[Image-grounded pointing data]
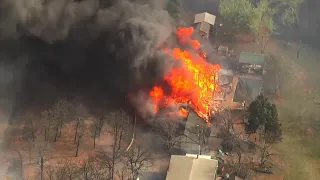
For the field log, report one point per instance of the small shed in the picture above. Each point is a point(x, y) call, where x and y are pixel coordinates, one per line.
point(250, 63)
point(203, 22)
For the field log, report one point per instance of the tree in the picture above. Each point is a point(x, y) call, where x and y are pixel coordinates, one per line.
point(137, 160)
point(41, 150)
point(59, 113)
point(29, 128)
point(95, 131)
point(47, 124)
point(279, 71)
point(290, 16)
point(202, 132)
point(89, 171)
point(236, 12)
point(261, 24)
point(79, 134)
point(263, 116)
point(226, 120)
point(118, 122)
point(167, 130)
point(108, 161)
point(173, 8)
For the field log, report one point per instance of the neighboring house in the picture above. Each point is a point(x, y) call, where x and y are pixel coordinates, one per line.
point(247, 89)
point(151, 176)
point(189, 140)
point(251, 64)
point(203, 22)
point(192, 167)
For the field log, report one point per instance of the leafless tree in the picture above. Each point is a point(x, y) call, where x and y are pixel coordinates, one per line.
point(29, 129)
point(226, 120)
point(123, 173)
point(47, 124)
point(168, 130)
point(60, 112)
point(80, 133)
point(137, 160)
point(78, 127)
point(95, 131)
point(17, 165)
point(201, 131)
point(108, 161)
point(89, 171)
point(41, 150)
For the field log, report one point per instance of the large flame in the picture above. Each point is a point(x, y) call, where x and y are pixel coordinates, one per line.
point(194, 82)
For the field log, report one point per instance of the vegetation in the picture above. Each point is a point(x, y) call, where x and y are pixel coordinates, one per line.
point(173, 8)
point(236, 12)
point(279, 73)
point(256, 19)
point(263, 117)
point(261, 24)
point(290, 16)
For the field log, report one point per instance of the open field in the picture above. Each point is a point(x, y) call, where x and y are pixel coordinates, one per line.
point(299, 153)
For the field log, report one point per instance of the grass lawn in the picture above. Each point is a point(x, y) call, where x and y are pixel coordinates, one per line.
point(299, 153)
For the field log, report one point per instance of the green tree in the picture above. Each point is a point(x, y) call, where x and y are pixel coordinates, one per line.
point(173, 8)
point(278, 71)
point(290, 16)
point(263, 117)
point(261, 24)
point(236, 12)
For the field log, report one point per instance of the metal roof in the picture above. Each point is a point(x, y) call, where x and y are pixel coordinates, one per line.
point(205, 27)
point(191, 168)
point(247, 89)
point(251, 58)
point(205, 17)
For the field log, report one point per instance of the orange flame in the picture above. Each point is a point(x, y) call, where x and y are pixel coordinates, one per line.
point(194, 82)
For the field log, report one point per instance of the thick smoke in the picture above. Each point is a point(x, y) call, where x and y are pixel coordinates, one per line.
point(84, 48)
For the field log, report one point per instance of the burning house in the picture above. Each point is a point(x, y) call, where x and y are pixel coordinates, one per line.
point(192, 83)
point(203, 23)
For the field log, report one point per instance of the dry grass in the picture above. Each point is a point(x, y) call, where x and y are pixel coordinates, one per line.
point(299, 153)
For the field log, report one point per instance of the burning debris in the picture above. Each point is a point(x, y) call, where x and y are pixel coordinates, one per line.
point(194, 82)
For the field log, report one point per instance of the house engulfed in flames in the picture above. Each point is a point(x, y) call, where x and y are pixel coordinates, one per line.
point(193, 84)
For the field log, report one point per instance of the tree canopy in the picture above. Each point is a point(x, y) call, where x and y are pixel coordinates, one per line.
point(236, 12)
point(261, 24)
point(263, 117)
point(290, 16)
point(173, 8)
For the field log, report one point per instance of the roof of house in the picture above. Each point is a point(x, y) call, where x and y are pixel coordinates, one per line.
point(205, 17)
point(247, 89)
point(251, 58)
point(205, 27)
point(190, 168)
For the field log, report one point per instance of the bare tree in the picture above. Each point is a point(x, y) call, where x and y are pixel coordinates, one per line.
point(137, 160)
point(41, 150)
point(47, 124)
point(167, 131)
point(226, 120)
point(78, 127)
point(80, 133)
point(60, 112)
point(89, 170)
point(29, 129)
point(123, 173)
point(95, 131)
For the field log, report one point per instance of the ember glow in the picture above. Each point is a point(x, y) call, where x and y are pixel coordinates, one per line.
point(194, 82)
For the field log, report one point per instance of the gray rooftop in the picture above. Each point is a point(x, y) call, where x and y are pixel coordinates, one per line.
point(247, 89)
point(190, 168)
point(251, 58)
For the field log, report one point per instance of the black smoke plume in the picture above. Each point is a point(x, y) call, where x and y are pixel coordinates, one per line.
point(86, 49)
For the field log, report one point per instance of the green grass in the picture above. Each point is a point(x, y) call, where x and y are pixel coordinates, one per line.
point(301, 124)
point(299, 152)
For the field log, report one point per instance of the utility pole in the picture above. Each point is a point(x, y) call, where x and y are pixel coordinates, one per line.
point(134, 131)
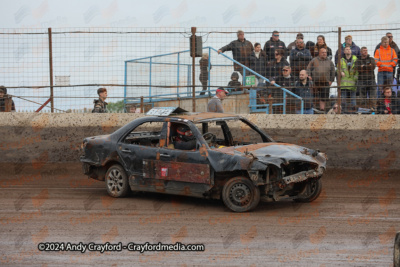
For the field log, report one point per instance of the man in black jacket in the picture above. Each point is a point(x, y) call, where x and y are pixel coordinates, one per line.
point(100, 105)
point(6, 102)
point(272, 44)
point(365, 65)
point(241, 50)
point(299, 57)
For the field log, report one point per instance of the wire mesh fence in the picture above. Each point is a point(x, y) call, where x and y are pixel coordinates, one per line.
point(152, 65)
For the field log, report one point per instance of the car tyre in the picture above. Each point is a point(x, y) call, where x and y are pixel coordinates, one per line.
point(239, 194)
point(311, 191)
point(396, 251)
point(117, 182)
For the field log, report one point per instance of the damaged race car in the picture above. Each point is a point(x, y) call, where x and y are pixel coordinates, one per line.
point(205, 155)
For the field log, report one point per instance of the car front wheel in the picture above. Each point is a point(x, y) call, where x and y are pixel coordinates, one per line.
point(311, 191)
point(240, 194)
point(117, 183)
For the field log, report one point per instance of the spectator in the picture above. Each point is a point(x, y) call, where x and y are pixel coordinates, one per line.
point(335, 109)
point(204, 72)
point(322, 72)
point(387, 104)
point(304, 90)
point(355, 50)
point(392, 44)
point(258, 61)
point(241, 50)
point(349, 74)
point(386, 60)
point(100, 105)
point(292, 45)
point(6, 102)
point(273, 44)
point(215, 104)
point(314, 50)
point(365, 66)
point(299, 57)
point(274, 67)
point(234, 84)
point(288, 82)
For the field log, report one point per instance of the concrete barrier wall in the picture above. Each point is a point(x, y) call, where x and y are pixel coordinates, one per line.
point(351, 141)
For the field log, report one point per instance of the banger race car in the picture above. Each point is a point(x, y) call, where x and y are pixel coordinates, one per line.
point(230, 158)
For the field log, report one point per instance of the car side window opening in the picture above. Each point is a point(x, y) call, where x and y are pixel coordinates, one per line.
point(232, 133)
point(146, 134)
point(180, 136)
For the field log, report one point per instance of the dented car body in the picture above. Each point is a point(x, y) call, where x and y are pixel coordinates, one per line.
point(232, 159)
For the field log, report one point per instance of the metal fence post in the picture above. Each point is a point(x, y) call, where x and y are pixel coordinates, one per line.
point(177, 81)
point(339, 73)
point(193, 68)
point(51, 70)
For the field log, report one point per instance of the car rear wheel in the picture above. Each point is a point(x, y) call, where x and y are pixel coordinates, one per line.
point(240, 194)
point(396, 251)
point(311, 191)
point(117, 183)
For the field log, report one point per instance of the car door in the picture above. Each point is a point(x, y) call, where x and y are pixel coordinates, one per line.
point(141, 144)
point(186, 166)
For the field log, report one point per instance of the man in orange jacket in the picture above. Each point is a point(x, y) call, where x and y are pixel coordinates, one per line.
point(386, 60)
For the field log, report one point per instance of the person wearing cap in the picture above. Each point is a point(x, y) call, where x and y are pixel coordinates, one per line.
point(215, 104)
point(100, 105)
point(386, 60)
point(273, 44)
point(355, 50)
point(320, 44)
point(6, 102)
point(292, 45)
point(241, 50)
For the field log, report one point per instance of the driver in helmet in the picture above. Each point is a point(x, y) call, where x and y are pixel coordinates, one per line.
point(184, 139)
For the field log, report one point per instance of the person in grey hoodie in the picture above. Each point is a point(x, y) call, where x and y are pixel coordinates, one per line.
point(322, 71)
point(241, 50)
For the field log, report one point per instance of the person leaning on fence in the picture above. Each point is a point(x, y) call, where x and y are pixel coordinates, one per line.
point(349, 77)
point(215, 103)
point(303, 88)
point(355, 50)
point(6, 102)
point(386, 60)
point(204, 72)
point(299, 57)
point(100, 105)
point(234, 84)
point(241, 50)
point(392, 44)
point(322, 72)
point(273, 44)
point(314, 50)
point(274, 67)
point(388, 104)
point(258, 62)
point(366, 84)
point(292, 45)
point(287, 81)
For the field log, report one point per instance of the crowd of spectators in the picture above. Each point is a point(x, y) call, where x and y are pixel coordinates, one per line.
point(309, 69)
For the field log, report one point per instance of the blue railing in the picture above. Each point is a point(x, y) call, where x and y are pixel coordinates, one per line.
point(254, 107)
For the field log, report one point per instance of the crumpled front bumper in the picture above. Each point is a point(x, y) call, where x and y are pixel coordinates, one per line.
point(304, 175)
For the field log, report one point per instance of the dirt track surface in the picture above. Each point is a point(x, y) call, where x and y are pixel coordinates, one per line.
point(353, 223)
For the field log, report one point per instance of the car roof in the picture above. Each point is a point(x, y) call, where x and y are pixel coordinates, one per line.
point(206, 116)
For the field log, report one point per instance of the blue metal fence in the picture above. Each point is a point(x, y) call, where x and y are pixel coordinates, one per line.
point(254, 107)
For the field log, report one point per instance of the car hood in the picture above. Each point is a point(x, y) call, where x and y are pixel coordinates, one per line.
point(277, 153)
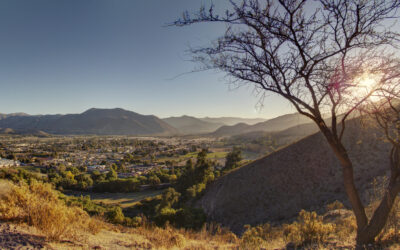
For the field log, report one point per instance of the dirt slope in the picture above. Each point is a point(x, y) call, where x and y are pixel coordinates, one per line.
point(304, 175)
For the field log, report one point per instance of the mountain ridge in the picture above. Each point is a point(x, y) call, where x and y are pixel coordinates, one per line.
point(92, 121)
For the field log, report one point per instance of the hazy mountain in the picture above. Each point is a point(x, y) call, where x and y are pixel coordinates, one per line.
point(232, 120)
point(303, 175)
point(284, 137)
point(93, 121)
point(276, 124)
point(191, 125)
point(3, 116)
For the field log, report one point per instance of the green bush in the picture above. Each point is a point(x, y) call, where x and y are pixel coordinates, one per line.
point(308, 229)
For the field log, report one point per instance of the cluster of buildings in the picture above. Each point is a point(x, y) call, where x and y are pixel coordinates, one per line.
point(8, 163)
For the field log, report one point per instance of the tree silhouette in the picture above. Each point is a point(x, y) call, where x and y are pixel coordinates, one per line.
point(312, 53)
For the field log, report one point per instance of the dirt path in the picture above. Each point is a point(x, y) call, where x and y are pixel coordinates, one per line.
point(11, 238)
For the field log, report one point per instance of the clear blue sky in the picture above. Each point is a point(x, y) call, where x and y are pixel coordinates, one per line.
point(65, 56)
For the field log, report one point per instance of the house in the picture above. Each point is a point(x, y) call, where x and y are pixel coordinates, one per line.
point(8, 163)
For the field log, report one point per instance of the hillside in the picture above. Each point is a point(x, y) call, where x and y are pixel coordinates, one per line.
point(191, 125)
point(304, 175)
point(93, 121)
point(276, 124)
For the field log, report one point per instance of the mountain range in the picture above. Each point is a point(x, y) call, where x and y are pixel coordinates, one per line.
point(123, 122)
point(279, 123)
point(93, 121)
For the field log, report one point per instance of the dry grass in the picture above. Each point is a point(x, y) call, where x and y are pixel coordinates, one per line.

• _What to produce_:
Would you output the lines from the one that contains "of the hazy" to the end of the data, both ends included, exactly as they appear?

• _Solved problem_:
For the field log, report one point per instance of the hazy mountain in the picture above. Each point is a point(x, y) call, where x and y are pixel coordinates, one per line.
point(232, 120)
point(303, 175)
point(284, 137)
point(93, 121)
point(276, 124)
point(191, 125)
point(3, 116)
For the field log, report one point per instance of the green bush in the picture above. Each point is a point(x, y) call, where x and y are pixel coordinates, one per line.
point(308, 229)
For the field log, report one point per instance of the cluster of buildings in the picture above. Each point is a point(x, y) call, where x and y are pixel coordinates, one per line.
point(8, 163)
For the field log, report one point per instance of the tree silhouette in the picture above. Each point is a point(x, y) call, where x and y are pixel coordinates, one per line.
point(312, 53)
For the field log, report one point per instance of the dirt path in the picture above. Each point is a point(x, y) call, where x and y are pixel coordinates, one per line.
point(11, 238)
For the field log, report one point per instance of the clear blue sky in the picture above. Each point is a point(x, y) call, where x and y are pixel coordinates, one per line.
point(65, 56)
For the field log, report one point per instance of the house in the picture above. Each point is a point(x, y) call, where x and y are pixel coordinates, one per line.
point(8, 163)
For the field log, report one point per instance of the hillside in the picture above. Each point is a point(x, y) call, where x and y are pixel coordinates, one per line.
point(191, 125)
point(304, 175)
point(93, 121)
point(276, 124)
For the field log, report one point per instance of the mountain range in the picture above. Each point is a point(x, y) call, where x and y are pixel coordinates, one per line.
point(123, 122)
point(279, 123)
point(93, 121)
For the field log, report one point per instance of the dry grass in the picture above. Each point is a point(x, y) call, where x and y are pixel coordinates, one per line.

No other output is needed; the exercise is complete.